**Set exercise 1**
In the passage on inflation, who dissented at every Federal Reserve policy meeting in 2012?
**Set exercise 2**
Go on writing the passage about inflation and investor returns, picking up right after its final sentence.

**Document**
========================
For now, we seem largely safe from this inflation tax. Current rates are a far cry from those of the 1970s. Lately, core PCE inflation, for one, has been lower than 2%, which is the Federal Reserve’s target (this measure excludes more volatile prices, such as those for food and energy, though increases here can certainly eat away at consumers’ buying power).

But can inflation rear its head again? Some pundits think so. One of them is Jeffrey M. Lacker, president of the Federal Reserve Bank of Richmond and something of an inflation hawk, who dissented at every policy meeting in 2012. He sees some inflation upside from 2014 onward, given the current expansionary monetary policy.

What can investors do to prevent inflation from hurting their returns?

Gold traditionally has been seen as a hedge against inflation, given that it is considered a “real asset”. In 2011, as European markets were in turmoil, gold prices soared. However, as a commodity, the price of gold is hard to predict. Indeed, it is now well off its all-time high, much to the chagrin of gold bulls. Like gold, other hard assets, such as homes, may gain favor in an environment of rising nominal prices.
========================
**Supplied entries**
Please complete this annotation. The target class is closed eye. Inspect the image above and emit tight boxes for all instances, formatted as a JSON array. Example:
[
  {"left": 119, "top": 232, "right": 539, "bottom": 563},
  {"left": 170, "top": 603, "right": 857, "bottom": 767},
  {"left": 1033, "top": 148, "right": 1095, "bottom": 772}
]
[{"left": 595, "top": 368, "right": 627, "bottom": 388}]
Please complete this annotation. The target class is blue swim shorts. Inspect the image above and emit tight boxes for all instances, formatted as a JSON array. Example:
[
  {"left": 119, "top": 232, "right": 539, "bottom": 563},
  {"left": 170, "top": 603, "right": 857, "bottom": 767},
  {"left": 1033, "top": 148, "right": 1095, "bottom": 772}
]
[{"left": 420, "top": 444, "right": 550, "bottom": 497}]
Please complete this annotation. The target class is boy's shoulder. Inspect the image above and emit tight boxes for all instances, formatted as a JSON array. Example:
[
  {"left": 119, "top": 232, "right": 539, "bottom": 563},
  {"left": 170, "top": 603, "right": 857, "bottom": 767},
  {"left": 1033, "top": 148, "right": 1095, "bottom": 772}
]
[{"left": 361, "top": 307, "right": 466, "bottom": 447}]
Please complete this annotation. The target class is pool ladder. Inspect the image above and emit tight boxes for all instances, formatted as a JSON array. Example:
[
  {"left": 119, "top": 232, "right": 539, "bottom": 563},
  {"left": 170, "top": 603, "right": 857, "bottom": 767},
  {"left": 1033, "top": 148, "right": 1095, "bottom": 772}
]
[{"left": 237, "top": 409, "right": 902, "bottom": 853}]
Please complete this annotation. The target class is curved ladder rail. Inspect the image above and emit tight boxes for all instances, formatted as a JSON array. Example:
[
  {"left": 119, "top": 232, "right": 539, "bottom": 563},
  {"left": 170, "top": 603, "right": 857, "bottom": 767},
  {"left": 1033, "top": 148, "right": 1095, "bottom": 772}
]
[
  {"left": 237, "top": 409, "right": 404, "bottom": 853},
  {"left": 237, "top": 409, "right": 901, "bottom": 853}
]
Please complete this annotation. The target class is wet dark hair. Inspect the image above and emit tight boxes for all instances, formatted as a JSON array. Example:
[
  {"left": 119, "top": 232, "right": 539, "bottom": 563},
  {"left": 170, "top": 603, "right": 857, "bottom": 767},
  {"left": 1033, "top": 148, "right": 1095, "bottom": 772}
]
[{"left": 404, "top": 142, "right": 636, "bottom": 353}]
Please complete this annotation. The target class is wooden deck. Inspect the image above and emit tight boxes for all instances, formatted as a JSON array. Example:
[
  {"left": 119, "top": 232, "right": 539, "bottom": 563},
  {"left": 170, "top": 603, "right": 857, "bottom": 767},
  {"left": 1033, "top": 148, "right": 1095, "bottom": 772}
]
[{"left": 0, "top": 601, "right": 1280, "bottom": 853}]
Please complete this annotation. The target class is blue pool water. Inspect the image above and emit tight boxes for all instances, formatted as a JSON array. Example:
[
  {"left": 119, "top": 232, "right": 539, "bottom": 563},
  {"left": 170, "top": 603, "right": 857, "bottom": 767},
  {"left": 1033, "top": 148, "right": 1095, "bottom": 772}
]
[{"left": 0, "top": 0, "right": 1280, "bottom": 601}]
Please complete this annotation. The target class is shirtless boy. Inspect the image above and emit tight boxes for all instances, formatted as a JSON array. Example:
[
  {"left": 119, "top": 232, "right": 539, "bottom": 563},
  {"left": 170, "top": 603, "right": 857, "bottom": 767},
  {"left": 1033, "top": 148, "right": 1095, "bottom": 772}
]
========================
**Exercise response 1**
Jeffrey M. Lacker, president of the Federal Reserve Bank of Richmond.

**Exercise response 2**
On the other hand, the value of fixed-income instruments, such as bonds, will see the value of their coupons and par payments steadily eroded if inflation intensifies. Floating rate notes, tied to interest rates, are a better choice in this case. Dividend stocks, which share similar attributes to a fixed-income vehicle, should also see their value decrease, unless disbursements grow in line with inflation, or more.

Inflation could lead the central bank to raise interest rates, which is generally bad for investors. Indeed, inflation and interest rates are highly correlated. Higher interest rates would certainly hurt stocks, as equities generally have done poorly in periods of high interest rates. Value stocks, which are of a shorter duration, should do better than growth stocks in such a setting. Growth stock investors will have to reevaluate their investments, discounting the anticipated cash flows (further afield than those of value stocks) at higher rates. In Buffet’s example mentioned above, he argues that, in substance, there is not much differentiating a bond and a stock, as both are generators of cash.

Inflation will have some other effects. The real value of both monetary savings and debt will fall, benefitting different parties, based on their exposure. In some ways, inflation may be good. It will deleverage balance sheets (it would pay off the debt if you borrow at a low fixed rate now and inflation increases) and help lower real costs, barring renegotiation (real corporate wages will fall, unless nominally raised).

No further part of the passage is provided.